==== Records for processing

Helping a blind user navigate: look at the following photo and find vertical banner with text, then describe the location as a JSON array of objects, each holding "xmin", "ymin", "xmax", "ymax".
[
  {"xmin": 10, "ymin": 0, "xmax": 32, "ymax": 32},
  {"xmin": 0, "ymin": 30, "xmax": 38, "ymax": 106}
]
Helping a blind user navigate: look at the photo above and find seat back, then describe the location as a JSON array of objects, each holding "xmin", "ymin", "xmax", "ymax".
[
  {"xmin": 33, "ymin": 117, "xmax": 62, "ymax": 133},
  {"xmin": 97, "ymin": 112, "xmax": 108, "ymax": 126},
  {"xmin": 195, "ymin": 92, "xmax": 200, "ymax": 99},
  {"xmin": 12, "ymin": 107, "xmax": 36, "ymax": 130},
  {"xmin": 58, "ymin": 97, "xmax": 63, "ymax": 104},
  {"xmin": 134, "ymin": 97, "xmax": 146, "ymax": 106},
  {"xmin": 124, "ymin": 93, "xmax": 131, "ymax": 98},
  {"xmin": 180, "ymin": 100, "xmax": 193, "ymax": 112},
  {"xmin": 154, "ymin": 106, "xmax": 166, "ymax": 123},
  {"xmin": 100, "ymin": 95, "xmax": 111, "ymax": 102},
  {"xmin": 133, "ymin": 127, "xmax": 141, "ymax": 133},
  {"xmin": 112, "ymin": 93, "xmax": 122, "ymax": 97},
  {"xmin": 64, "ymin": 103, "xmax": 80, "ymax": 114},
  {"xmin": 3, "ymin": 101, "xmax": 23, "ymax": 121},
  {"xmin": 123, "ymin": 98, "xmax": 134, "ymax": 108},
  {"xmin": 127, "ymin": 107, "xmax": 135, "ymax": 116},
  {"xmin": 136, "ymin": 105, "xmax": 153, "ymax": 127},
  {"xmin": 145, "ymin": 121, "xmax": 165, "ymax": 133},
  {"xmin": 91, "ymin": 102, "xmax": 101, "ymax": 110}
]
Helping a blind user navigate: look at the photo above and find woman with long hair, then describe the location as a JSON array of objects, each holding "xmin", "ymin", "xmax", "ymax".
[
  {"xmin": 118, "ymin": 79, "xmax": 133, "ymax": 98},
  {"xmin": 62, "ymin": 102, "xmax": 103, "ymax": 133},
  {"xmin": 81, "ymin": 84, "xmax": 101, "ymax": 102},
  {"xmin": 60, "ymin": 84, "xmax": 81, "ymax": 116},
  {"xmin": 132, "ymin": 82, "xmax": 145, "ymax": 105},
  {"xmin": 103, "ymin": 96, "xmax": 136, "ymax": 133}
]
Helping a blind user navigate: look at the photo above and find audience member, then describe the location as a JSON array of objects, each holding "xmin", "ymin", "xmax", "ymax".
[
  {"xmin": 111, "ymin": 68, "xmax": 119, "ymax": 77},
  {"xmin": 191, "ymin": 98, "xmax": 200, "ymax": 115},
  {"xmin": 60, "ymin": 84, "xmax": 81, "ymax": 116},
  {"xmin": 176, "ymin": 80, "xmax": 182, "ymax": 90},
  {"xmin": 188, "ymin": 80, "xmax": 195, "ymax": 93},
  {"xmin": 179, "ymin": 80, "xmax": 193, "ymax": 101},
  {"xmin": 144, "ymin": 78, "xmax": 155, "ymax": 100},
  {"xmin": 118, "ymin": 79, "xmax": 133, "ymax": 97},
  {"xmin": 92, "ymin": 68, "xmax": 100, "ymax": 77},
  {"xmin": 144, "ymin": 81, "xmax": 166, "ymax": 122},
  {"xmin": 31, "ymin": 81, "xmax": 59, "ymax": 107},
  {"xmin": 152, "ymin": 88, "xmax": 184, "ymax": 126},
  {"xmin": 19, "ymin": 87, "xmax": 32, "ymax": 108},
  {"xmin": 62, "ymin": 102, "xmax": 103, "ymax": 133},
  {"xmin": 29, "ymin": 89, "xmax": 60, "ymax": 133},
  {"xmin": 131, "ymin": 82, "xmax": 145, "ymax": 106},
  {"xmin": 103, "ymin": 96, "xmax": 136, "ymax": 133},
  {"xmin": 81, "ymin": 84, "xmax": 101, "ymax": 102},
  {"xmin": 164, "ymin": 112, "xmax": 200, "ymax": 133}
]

========

### [About this task]
Each record above should be set down again in its exact wording.

### [Your response]
Helping a blind user navigate: look at the following photo and find vertical banner with text, then describe the location as a JSON array of objects, each holding "xmin", "ymin", "xmax", "ymax".
[
  {"xmin": 10, "ymin": 0, "xmax": 32, "ymax": 32},
  {"xmin": 0, "ymin": 30, "xmax": 38, "ymax": 106}
]
Helping a blind user navigate: look at the photo above and find seat back, then describe the location as a JSON array of objects, each holding "xmin", "ymin", "xmax", "ymax".
[
  {"xmin": 33, "ymin": 117, "xmax": 62, "ymax": 133},
  {"xmin": 97, "ymin": 112, "xmax": 108, "ymax": 126},
  {"xmin": 195, "ymin": 92, "xmax": 200, "ymax": 99},
  {"xmin": 12, "ymin": 107, "xmax": 36, "ymax": 130},
  {"xmin": 58, "ymin": 97, "xmax": 63, "ymax": 104},
  {"xmin": 134, "ymin": 97, "xmax": 146, "ymax": 106},
  {"xmin": 124, "ymin": 93, "xmax": 131, "ymax": 98},
  {"xmin": 180, "ymin": 100, "xmax": 193, "ymax": 112},
  {"xmin": 154, "ymin": 106, "xmax": 166, "ymax": 123},
  {"xmin": 100, "ymin": 95, "xmax": 111, "ymax": 102},
  {"xmin": 133, "ymin": 127, "xmax": 141, "ymax": 133},
  {"xmin": 112, "ymin": 93, "xmax": 122, "ymax": 97},
  {"xmin": 64, "ymin": 103, "xmax": 80, "ymax": 114},
  {"xmin": 3, "ymin": 101, "xmax": 23, "ymax": 121},
  {"xmin": 123, "ymin": 98, "xmax": 134, "ymax": 108},
  {"xmin": 127, "ymin": 107, "xmax": 135, "ymax": 116},
  {"xmin": 136, "ymin": 105, "xmax": 153, "ymax": 127},
  {"xmin": 145, "ymin": 121, "xmax": 165, "ymax": 133},
  {"xmin": 91, "ymin": 102, "xmax": 101, "ymax": 110}
]
Helping a blind user navigate: look at the photo above and find woman with long hair, then describe the location as a JSON array of objects, each holding "xmin", "ymin", "xmax", "ymax".
[
  {"xmin": 118, "ymin": 79, "xmax": 133, "ymax": 98},
  {"xmin": 62, "ymin": 102, "xmax": 103, "ymax": 133},
  {"xmin": 81, "ymin": 84, "xmax": 101, "ymax": 102},
  {"xmin": 60, "ymin": 84, "xmax": 81, "ymax": 116},
  {"xmin": 132, "ymin": 82, "xmax": 145, "ymax": 105},
  {"xmin": 103, "ymin": 96, "xmax": 136, "ymax": 133}
]
Helping a blind user navigate: look at the photo above and find audience member, then describe the location as a JSON array of objects, each holding "xmin", "ymin", "xmax", "ymax".
[
  {"xmin": 111, "ymin": 68, "xmax": 119, "ymax": 77},
  {"xmin": 191, "ymin": 98, "xmax": 200, "ymax": 115},
  {"xmin": 60, "ymin": 84, "xmax": 81, "ymax": 116},
  {"xmin": 176, "ymin": 80, "xmax": 182, "ymax": 90},
  {"xmin": 188, "ymin": 80, "xmax": 195, "ymax": 93},
  {"xmin": 179, "ymin": 80, "xmax": 193, "ymax": 101},
  {"xmin": 144, "ymin": 78, "xmax": 155, "ymax": 100},
  {"xmin": 118, "ymin": 79, "xmax": 133, "ymax": 97},
  {"xmin": 92, "ymin": 68, "xmax": 100, "ymax": 77},
  {"xmin": 144, "ymin": 81, "xmax": 166, "ymax": 122},
  {"xmin": 31, "ymin": 81, "xmax": 59, "ymax": 107},
  {"xmin": 152, "ymin": 88, "xmax": 184, "ymax": 126},
  {"xmin": 19, "ymin": 87, "xmax": 32, "ymax": 108},
  {"xmin": 62, "ymin": 102, "xmax": 103, "ymax": 133},
  {"xmin": 29, "ymin": 89, "xmax": 60, "ymax": 133},
  {"xmin": 131, "ymin": 82, "xmax": 145, "ymax": 106},
  {"xmin": 103, "ymin": 96, "xmax": 136, "ymax": 133},
  {"xmin": 81, "ymin": 84, "xmax": 101, "ymax": 102},
  {"xmin": 164, "ymin": 112, "xmax": 200, "ymax": 133}
]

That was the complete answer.